_Short exercise 1_
Shift every coordinate in the answers of the records below by adding 64 to each number. Write out everything from the start of the records down to the line containing "[(171, 70)]", giving every line in full.

Forum Journal & Forum Focus

President`s Report 2007 

12-09-2015 17:35

We meet in a city that is the very symbol of reinvention. For us, Pittsburgh is also a living laboratory—the place where preservation pioneers have developed and perfected many of the techniques that are now part of every preservationist’s toolkit. I encourage you to take full advantage of all that Pittsburgh has to offer—and to use what you learn here to make preservation work more effectively in your own hometown.

It’s particularly fitting that we’re in Pittsburgh this year, because this is the anniversary year for some of the most important legislative milestones in preservation history. First, 2006 is the 100th anniversary of the Antiquities Act, which greatly expanded the federal role in preservation by authorizing the president to protect historic structures and archeological sites on federally owned land by designating them national monuments.

Today we have extra reason to be grateful for this law in light of growing concern over the future of historic resources on our public lands. I’ll have more to say about this later. Also marking an anniversary is the 1966 Department of Transportation Act. Section 4(f) of this Act is the strongest federal preservation law on the books. It has saved many historic sites from being paved over or otherwise harmed by transportation projects in the 40 years since it was enacted— and just last year, with your help, we fought successfully to keep these protections essentially intact.

The Tax Reform Act of 1976 is 30 years old this year. This first legislation to offer a federal income tax credit for the rehabilitation of historic buildings didn’t generate much rehab activity—but it laid the groundwork for better incentives that have sparked billions of dollars in private-sector investment and returned thousands of historic buildings to productive use.

Finally, the National Historic Preservation Act marks its 40th anniversary in 2006. By establishing the National Register of Historic Places, creating the President’s Advisory Council on Historic Preservation, mandating the appointment of state and tribal historic preservation officers, and setting up a system of federal grants to support their work, this law laid the foundation for much of our work in preservation today.

_Short exercise 2_
Write out the preservation anniversaries report above again, word for word.

_Given information_
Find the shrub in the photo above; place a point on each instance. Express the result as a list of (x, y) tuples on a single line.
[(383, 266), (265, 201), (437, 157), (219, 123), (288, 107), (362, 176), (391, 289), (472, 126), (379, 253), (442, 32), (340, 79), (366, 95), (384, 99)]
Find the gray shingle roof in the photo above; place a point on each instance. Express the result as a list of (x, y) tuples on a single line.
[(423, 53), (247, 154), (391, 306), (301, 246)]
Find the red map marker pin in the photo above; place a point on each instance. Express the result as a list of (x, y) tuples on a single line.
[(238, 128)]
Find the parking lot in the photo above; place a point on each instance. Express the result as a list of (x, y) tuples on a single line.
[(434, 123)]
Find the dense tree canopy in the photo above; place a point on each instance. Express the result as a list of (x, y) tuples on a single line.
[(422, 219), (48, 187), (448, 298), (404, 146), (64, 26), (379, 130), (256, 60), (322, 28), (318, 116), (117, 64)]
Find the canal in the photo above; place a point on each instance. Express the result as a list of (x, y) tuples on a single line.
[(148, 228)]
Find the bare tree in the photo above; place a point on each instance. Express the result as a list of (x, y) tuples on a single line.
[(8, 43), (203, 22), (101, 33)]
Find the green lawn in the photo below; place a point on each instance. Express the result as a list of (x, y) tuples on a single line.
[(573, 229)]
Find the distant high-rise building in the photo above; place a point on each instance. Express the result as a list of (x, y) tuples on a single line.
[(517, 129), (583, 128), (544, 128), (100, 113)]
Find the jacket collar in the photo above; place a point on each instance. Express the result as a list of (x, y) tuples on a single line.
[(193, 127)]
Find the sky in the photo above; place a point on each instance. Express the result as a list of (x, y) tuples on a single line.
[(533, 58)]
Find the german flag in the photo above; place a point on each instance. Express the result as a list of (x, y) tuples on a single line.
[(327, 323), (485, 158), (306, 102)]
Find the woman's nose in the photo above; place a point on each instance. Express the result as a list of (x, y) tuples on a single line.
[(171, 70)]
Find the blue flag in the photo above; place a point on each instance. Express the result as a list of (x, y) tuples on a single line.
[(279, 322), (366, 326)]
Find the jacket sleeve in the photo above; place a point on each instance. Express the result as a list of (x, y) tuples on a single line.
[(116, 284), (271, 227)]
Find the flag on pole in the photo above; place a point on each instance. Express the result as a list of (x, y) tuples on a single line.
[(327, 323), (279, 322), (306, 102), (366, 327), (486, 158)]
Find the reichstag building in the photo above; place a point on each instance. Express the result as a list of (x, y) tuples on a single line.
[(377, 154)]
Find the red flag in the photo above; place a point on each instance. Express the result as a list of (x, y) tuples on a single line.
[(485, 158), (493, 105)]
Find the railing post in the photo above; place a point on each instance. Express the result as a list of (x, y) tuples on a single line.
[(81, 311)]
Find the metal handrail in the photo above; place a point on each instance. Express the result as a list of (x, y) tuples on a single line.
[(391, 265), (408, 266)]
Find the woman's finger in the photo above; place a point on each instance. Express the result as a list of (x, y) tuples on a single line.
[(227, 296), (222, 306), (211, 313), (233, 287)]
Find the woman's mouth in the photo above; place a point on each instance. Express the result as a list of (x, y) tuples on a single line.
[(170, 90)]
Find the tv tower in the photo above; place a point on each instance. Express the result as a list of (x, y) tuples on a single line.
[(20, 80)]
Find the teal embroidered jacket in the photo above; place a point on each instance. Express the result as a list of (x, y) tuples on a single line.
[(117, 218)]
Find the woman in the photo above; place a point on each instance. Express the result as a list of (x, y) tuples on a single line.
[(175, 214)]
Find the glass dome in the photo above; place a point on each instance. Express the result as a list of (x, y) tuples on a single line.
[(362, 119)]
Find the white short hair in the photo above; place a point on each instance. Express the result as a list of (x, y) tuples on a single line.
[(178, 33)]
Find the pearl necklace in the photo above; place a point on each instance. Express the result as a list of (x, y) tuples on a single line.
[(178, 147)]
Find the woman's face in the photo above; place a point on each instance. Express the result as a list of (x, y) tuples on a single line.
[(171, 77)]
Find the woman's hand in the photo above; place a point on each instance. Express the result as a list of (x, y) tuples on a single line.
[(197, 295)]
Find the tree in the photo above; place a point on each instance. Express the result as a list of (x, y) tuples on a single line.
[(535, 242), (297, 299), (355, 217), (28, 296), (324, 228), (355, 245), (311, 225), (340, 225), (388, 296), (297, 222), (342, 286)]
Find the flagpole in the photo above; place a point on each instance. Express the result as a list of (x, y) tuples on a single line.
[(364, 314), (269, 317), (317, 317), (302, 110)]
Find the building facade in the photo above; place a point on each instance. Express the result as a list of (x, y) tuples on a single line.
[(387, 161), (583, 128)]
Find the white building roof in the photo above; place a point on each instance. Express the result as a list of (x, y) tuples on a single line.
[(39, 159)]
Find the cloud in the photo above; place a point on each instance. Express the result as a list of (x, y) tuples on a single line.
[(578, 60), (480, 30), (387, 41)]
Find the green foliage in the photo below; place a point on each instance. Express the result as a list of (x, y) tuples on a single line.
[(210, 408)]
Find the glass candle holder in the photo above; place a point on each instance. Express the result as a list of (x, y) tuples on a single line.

_Exercise solution 1_
Find the shrub in the photo above; place a point on each instance. Express the result as a list of (x, y) tuples on a single line.
[(447, 330), (329, 265), (501, 221), (283, 187), (352, 171), (426, 240), (455, 353), (536, 190), (443, 317), (506, 96), (404, 143), (430, 159), (448, 163)]
Find the gray shingle roof in the photo above; place a point on each instance. Express the result as a list of (x, y) tuples on a single line.
[(487, 117), (311, 218), (455, 370), (365, 310)]
Find the red map marker pin in the photo above; place a point on each instance. Express the result as a list of (x, y) tuples on a single line.
[(302, 192)]
Find the parking lot in the photo above; place a point on each instance. Express the result as a list of (x, y) tuples on a single line.
[(498, 187)]
Find the dense tree canopy in the photo above; place a point on each instance. Express the result as a list of (x, y) tuples on a single line.
[(486, 283), (112, 251), (512, 362), (468, 210), (128, 90), (443, 194), (320, 124), (386, 92), (382, 180), (181, 128)]
Find the canal in the photo above; place a point on each instance. Express the result as a list of (x, y) tuples on a single line.
[(212, 292)]
Find the bare tree in the photo above; place a point on each instance. Express the result as a list of (x, y) tuples on a single line.
[(72, 107), (267, 86), (165, 97)]
Find the green lawn in the photo below; place a point on each instance. Express the result as a list of (x, y) tuples on a single line.
[(637, 293)]
Find the distant high-rise building in the photo above; place a point on each instance. Express the result as a list of (x, y) tuples on a single line.
[(581, 193), (647, 192), (608, 192), (164, 177)]
Find the jacket collar in the photo above; place a point on each instance. Express the result as a list of (x, y) tuples on a single line.
[(257, 191)]
Find the sky in the photo above; place a point on each instance. Express the result as a list of (x, y) tuples on a single line.
[(597, 122)]
Find the german flag in the photo above; place a point on each instance. Express the result as a list of (x, y) tuples on a single line.
[(391, 387), (549, 222), (370, 166)]
Find the woman's nose in the photo above; place a point on each instance. Express the result as a list of (x, y) tuples on a single line.
[(235, 134)]

_Exercise solution 2_
Forum Journal & Forum Focus

President`s Report 2007 

12-09-2015 17:35

We meet in a city that is the very symbol of reinvention. For us, Pittsburgh is also a living laboratory—the place where preservation pioneers have developed and perfected many of the techniques that are now part of every preservationist’s toolkit. I encourage you to take full advantage of all that Pittsburgh has to offer—and to use what you learn here to make preservation work more effectively in your own hometown.

It’s particularly fitting that we’re in Pittsburgh this year, because this is the anniversary year for some of the most important legislative milestones in preservation history. First, 2006 is the 100th anniversary of the Antiquities Act, which greatly expanded the federal role in preservation by authorizing the president to protect historic structures and archeological sites on federally owned land by designating them national monuments.

Today we have extra reason to be grateful for this law in light of growing concern over the future of historic resources on our public lands. I’ll have more to say about this later. Also marking an anniversary is the 1966 Department of Transportation Act. Section 4(f) of this Act is the strongest federal preservation law on the books. It has saved many historic sites from being paved over or otherwise harmed by transportation projects in the 40 years since it was enacted— and just last year, with your help, we fought successfully to keep these protections essentially intact.

The Tax Reform Act of 1976 is 30 years old this year. This first legislation to offer a federal income tax credit for the rehabilitation of historic buildings didn’t generate much rehab activity—but it laid the groundwork for better incentives that have sparked billions of dollars in private-sector investment and returned thousands of historic buildings to productive use.

Finally, the National Historic Preservation Act marks its 40th anniversary in 2006. By establishing the National Register of Historic Places, creating the President’s Advisory Council on Historic Preservation, mandating the appointment of state and tribal historic preservation officers, and setting up a system of federal grants to support their work, this law laid the foundation for much of our work in preservation today.